Aim of the exercise: Rewrite the entries below from the line with "Exercise. Point out the silver" to the line with "(1307, 489)", swapping "dark rock" for "black boulder" and keeping everything else the same.

— Start Given records —

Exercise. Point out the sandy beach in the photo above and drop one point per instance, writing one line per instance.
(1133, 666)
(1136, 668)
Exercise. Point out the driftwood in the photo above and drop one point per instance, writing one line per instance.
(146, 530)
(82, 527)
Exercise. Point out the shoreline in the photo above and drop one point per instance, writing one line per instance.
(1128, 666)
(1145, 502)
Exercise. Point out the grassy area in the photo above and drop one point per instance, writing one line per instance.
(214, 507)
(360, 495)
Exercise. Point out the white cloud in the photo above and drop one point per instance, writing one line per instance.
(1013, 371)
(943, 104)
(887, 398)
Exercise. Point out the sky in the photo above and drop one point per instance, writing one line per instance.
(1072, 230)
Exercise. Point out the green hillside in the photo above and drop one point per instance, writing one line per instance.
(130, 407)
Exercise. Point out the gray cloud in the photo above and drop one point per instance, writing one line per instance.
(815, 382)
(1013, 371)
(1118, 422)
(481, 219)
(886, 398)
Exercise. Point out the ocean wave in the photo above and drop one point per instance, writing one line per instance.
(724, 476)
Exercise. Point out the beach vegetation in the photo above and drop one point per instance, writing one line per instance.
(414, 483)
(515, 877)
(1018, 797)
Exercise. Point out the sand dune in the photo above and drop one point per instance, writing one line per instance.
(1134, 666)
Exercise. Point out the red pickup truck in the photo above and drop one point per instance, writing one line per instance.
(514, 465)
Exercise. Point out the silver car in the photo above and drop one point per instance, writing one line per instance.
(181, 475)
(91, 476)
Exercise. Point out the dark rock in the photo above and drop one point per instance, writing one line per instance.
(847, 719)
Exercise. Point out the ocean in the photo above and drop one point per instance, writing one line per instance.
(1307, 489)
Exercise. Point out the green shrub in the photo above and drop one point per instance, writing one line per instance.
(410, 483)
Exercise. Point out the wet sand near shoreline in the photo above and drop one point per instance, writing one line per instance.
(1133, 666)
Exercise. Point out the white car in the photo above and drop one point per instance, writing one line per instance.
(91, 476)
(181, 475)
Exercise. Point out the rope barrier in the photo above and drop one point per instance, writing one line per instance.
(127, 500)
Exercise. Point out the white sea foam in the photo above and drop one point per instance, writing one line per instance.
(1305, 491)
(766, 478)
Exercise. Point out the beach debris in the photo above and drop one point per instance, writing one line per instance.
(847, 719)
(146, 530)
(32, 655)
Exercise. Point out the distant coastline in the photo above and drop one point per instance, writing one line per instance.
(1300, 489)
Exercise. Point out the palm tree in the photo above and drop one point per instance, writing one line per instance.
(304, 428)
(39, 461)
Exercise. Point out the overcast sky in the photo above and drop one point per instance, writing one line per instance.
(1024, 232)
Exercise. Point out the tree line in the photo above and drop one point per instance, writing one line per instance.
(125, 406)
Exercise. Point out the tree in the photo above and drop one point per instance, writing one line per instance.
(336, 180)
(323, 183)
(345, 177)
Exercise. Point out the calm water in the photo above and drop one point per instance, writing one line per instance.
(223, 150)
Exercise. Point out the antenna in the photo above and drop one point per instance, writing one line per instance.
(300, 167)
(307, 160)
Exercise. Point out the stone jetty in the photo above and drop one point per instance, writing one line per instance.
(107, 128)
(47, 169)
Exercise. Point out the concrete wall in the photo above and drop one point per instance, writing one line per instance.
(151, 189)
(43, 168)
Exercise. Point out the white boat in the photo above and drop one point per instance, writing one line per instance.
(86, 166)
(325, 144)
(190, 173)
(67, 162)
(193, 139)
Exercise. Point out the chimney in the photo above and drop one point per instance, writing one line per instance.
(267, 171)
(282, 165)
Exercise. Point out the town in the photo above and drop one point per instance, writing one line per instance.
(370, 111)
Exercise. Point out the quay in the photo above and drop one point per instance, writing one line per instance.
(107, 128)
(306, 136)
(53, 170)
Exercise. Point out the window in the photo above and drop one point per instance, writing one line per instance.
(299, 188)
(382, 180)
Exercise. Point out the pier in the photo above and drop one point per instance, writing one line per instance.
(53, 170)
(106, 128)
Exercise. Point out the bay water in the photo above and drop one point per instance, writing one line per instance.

— End Given records —

Expected answer:
Exercise. Point out the silver car in the photo above and drop one point per instance, writing one line per instance.
(181, 475)
(91, 476)
Exercise. Point out the black boulder in the photo above and drop one point per instance, writing one line per instance.
(847, 719)
Exercise. Point out the ocean in the photo above and drop one point per instance, writing one line per instance.
(1307, 489)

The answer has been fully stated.